ФРАГМЕНТ ТЕКСТА.
Сергей Петрович оставил свою квартиру вместе с архивом и материалами журнала «Голос минувшего» (это его детище) на попечение отца. Архив и всё редакционное имущество были конфискованы, как только за границей вышел «Красный террор». На Западе Мельгунов до конца жизни (1956 г.) продолжал свою деятельность историка-публициста, издал ряд трудов, посвященных революции 1917 года и большевистскому перевороту. Воспоминания и дневники его были изданы в Париже в 1964 году.

В. О. Цедербаум остался в России. Стоял ли перед ним выбор — уезжать или отказаться от политической деятельности, — не знаю. Репрессии против бывших соратников все усиливались. Владимир Осипович вскоре был вновь арестован и пошел по долгому мученическому пути через тюрьмы и ссылки: политизолятор в Суздале, ссылка в Минусинск, тюрьма в Верхне-Уральске, ссылка в Уфу. Там он был арестован последний раз в 1937 году и сразу же расстрелян.

Вернемся еще раз к «Красной книге ВЧК». Безусловно, надо быть признательными ЧК за публикацию документов по делам контрреволюционных организаций 1918–1920 годов, тем более что издатели заботились о подлинности материалов, считая, что действуют во славу ВЧК. Какая трогательная наивность! Прямые наследники чекистов — ГПУ-НКВД — оценили их труд по-своему и в 30-х годах уничтожили издание. «Красную книгу» сожгли! Если подумать, это высшая оценка, которую она получила. Вероятно, сборник запретили не без санкции партийных идеологов. Они, конечно, признали опубликованные в нем материалы опасными: документы показывали широту антибольшевистского движения, убеждали в правоте сил, вставших на защиту России после Октября. «Красная книга» была опасна, экземпляры ее изымались из библиотек, запирались в спецхран. А составители и издатели сборника были репрессированы, некоторые — расстреляны.

[Записи о размещении точек]
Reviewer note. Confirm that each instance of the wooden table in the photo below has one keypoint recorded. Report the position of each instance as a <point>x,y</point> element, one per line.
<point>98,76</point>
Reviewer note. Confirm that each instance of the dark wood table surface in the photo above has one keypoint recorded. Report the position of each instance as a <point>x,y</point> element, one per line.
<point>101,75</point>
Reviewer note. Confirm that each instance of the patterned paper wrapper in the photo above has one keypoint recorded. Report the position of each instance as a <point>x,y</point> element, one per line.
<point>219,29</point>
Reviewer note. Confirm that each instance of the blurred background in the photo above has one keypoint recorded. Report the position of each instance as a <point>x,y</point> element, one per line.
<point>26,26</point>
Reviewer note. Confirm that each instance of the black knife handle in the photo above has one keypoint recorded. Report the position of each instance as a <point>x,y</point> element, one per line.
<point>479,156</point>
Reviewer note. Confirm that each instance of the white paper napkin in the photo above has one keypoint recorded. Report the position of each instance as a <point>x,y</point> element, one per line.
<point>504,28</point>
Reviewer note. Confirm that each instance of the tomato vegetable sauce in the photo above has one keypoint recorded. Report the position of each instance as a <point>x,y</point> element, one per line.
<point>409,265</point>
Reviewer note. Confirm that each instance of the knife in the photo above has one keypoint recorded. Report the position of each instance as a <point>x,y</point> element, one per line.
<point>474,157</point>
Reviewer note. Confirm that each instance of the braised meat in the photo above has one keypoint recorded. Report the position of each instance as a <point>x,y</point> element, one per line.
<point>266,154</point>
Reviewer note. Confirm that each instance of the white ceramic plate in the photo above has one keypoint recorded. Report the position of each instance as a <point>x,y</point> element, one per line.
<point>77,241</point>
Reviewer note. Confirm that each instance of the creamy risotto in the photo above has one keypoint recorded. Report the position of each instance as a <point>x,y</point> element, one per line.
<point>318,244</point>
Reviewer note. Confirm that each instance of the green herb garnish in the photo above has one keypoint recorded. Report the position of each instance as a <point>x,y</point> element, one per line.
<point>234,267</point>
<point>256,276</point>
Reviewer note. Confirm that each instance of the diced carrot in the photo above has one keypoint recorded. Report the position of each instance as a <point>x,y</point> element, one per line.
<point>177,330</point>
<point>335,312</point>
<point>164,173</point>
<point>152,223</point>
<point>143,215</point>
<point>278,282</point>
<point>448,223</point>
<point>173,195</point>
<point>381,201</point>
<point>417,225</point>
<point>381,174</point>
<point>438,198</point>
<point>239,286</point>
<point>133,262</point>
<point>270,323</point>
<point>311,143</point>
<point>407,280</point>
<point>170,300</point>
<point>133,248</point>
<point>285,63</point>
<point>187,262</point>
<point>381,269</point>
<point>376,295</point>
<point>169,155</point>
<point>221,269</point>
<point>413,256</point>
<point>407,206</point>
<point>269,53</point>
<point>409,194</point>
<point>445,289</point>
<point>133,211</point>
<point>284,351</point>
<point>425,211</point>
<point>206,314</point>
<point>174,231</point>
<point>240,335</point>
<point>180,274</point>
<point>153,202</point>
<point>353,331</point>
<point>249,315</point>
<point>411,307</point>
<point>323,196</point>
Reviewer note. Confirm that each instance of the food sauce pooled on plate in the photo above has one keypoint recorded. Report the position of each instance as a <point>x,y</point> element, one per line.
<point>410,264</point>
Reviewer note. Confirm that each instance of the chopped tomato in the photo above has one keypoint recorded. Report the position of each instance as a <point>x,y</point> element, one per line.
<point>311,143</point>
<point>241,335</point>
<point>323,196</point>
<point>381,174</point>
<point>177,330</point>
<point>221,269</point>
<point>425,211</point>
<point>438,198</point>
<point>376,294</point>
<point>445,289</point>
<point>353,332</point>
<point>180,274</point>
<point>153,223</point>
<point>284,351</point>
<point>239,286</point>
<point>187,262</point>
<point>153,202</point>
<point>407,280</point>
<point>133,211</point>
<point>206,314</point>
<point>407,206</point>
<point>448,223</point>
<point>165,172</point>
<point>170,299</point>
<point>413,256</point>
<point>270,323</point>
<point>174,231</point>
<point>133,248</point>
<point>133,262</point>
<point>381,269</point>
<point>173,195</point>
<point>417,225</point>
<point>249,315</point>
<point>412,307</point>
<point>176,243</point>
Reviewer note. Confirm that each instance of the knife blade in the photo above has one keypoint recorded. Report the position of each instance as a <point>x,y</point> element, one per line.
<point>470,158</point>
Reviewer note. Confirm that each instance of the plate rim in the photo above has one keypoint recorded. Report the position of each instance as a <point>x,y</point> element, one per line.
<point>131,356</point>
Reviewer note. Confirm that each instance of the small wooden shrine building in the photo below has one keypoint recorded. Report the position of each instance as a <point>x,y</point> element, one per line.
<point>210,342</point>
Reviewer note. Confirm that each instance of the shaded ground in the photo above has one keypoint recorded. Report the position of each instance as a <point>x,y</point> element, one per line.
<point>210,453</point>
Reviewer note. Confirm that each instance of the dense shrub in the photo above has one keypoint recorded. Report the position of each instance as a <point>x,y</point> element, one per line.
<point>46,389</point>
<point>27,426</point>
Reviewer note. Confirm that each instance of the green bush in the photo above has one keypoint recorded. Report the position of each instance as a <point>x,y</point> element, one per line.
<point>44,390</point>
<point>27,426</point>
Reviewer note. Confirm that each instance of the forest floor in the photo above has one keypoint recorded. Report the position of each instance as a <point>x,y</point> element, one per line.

ЧТО ТРЕБУЕТСЯ.
1. Ответьте, пожалуйста, на вопросы по отрывку:
(а) В каком году умер Мельгунов?
(б) В каком городе и в каком году Цедербаум был арестован в последний раз?
(в) Как ГПУ-НКВД поступили с изданием «Красной книги ВЧК» в 30-х годах?
2. Верните из отрывка без изменений фрагмент от слов «Сергей Петрович оставил» до слов «в 1964 году.» включительно.
Для ответов опирайтесь только на отрывок.

ОТВЕТЫ.
1.
(а) В 1956 году.
(б) В Уфе, в 1937 году.
(в) Уничтожили его: книгу сожгли.

2.
Сергей Петрович оставил свою квартиру вместе с архивом и материалами журнала «Голос минувшего» (это его детище) на попечение отца. Архив и всё редакционное имущество были конфискованы, как только за границей вышел «Красный террор». На Западе Мельгунов до конца жизни (1956 г.) продолжал свою деятельность историка-публициста, издал ряд трудов, посвященных революции 1917 года и большевистскому перевороту. Воспоминания и дневники его были изданы в Париже в 1964 году.